__SELECTED PASSAGE__.
* START *

User Experience – 5 Things to Consider Whilst Sketching
“Sketching isn’t about nuance. It’s about emotion, direction, and ideas. Broad gestures.”

Responsive Web Design – Responsive Patterns
“A collection of patterns and modules for responsive designs.”

Friday Focus 04/20/12: Unfolded

April 20, 2012 By Sophia Lucero

Our featured designs on this week’s Friday Focus put the paper motif to good use once more, focusing on its creases and folds. Not just in the corners and as borders, but as a way to demarcate sections of content at a time.

Designs of the Week

Wing Cheng's website
Wing Cheng

The entire site, except for the fixed navigation on the bottom right, is presented in an accordion-type notebook with all the text and graphics done in the designer’s own handwriting, contact form included. It’s only when you click on the images that you get the actual version of the logos. There are tradeoffs of course: legibility, seeing the real logos without having to click anything, accessibility, and so on.

* END *

__INPUT FOR THIS TASK__.
* START *

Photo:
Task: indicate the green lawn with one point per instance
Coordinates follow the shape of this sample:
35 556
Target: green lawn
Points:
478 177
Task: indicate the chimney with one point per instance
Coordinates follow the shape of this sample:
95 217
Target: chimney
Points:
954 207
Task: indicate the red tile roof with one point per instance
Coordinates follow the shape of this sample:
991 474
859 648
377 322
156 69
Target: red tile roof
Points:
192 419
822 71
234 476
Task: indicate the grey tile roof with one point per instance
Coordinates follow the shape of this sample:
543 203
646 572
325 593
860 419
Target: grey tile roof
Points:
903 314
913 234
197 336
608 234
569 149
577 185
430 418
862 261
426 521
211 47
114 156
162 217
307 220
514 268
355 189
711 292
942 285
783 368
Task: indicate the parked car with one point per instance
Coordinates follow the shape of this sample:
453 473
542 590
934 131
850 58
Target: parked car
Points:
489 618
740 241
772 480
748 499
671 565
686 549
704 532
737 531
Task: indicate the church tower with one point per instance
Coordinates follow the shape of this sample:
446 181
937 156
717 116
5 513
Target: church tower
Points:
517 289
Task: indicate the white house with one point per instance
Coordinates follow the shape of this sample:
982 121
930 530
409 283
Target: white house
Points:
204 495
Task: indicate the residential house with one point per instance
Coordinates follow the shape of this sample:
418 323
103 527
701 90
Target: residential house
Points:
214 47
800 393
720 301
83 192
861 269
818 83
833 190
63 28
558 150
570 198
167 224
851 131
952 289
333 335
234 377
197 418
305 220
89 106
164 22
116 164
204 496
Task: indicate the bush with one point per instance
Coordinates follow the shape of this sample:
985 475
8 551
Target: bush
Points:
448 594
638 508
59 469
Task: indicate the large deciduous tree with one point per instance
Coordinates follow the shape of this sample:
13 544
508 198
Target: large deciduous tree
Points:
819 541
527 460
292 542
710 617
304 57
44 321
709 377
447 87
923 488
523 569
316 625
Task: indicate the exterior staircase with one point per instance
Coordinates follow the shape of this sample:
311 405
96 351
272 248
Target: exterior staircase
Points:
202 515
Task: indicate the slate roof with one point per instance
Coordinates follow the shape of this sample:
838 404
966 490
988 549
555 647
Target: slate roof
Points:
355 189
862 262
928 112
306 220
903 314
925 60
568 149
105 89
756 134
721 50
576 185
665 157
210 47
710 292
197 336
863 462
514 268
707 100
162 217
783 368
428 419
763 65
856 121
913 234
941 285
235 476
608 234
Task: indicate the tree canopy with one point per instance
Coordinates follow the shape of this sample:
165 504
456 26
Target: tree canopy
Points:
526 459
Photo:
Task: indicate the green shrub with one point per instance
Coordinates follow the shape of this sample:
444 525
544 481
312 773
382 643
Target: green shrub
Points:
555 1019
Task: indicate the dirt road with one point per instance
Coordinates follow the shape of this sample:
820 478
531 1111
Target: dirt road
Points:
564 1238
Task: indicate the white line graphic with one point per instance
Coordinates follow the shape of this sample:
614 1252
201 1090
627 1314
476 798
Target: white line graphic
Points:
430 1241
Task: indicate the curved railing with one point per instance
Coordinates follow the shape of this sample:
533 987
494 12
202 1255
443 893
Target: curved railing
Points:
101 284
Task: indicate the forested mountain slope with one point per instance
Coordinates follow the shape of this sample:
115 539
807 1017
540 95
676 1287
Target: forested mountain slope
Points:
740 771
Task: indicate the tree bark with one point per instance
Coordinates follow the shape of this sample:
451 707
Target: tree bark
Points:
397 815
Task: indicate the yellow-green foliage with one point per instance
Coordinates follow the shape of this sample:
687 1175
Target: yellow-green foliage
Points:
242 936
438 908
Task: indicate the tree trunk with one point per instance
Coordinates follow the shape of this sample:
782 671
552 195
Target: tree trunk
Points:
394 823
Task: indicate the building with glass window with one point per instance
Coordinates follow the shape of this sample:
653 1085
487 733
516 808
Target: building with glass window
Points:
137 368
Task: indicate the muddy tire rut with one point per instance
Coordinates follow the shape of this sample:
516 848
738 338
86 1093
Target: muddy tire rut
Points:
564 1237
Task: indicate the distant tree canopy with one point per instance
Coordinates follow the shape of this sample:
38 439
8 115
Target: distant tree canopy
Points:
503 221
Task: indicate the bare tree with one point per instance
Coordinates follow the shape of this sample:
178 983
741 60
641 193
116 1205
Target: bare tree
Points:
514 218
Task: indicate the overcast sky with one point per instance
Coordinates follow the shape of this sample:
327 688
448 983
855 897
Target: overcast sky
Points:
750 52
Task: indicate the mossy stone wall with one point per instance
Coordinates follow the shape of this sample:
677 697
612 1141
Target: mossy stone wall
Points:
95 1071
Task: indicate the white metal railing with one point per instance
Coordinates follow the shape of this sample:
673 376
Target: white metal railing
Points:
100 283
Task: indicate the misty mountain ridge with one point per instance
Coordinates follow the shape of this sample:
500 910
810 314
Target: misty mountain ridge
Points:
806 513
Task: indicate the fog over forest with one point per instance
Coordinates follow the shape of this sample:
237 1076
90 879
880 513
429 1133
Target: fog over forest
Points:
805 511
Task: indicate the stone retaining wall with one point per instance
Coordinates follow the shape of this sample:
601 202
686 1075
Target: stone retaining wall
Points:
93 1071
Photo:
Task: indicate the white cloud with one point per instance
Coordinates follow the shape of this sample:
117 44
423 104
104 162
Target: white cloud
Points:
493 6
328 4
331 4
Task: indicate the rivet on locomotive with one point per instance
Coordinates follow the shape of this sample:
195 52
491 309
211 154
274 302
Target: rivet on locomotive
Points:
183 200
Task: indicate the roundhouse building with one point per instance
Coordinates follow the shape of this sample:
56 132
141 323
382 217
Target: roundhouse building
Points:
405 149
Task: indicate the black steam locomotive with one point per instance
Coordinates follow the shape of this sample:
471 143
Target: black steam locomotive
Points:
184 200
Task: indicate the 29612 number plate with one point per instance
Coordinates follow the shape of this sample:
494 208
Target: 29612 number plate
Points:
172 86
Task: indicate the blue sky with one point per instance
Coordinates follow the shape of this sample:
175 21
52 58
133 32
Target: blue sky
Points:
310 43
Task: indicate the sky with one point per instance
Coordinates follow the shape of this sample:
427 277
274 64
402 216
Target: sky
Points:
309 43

* END *

__OBJECTIVES__.
a: Copy the stretch of the web design post from "Friday Focus 04/20/12: Unfolded" through "accessibility, and so on.".
b: Report each line of the records above that contains the string "white".

__RESPONSES TO THE EXERCISE__.
a:
Friday Focus 04/20/12: Unfolded

April 20, 2012 By Sophia Lucero

Our featured designs on this week’s Friday Focus put the paper motif to good use once more, focusing on its creases and folds. Not just in the corners and as borders, but as a way to demarcate sections of content at a time.

Designs of the Week

Wing Cheng's website
Wing Cheng

The entire site, except for the fixed navigation on the bottom right, is presented in an accordion-type notebook with all the text and graphics done in the designer’s own handwriting, contact form included. It’s only when you click on the images that you get the actual version of the logos. There are tradeoffs of course: legibility, seeing the real logos without having to click anything, accessibility, and so on.

b:
Task: indicate the white house with one point per instance
Target: white house
Task: indicate the white line graphic with one point per instance
Target: white line graphic
Task: indicate the white metal railing with one point per instance
Target: white metal railing
Task: indicate the white cloud with one point per instance
Target: white cloud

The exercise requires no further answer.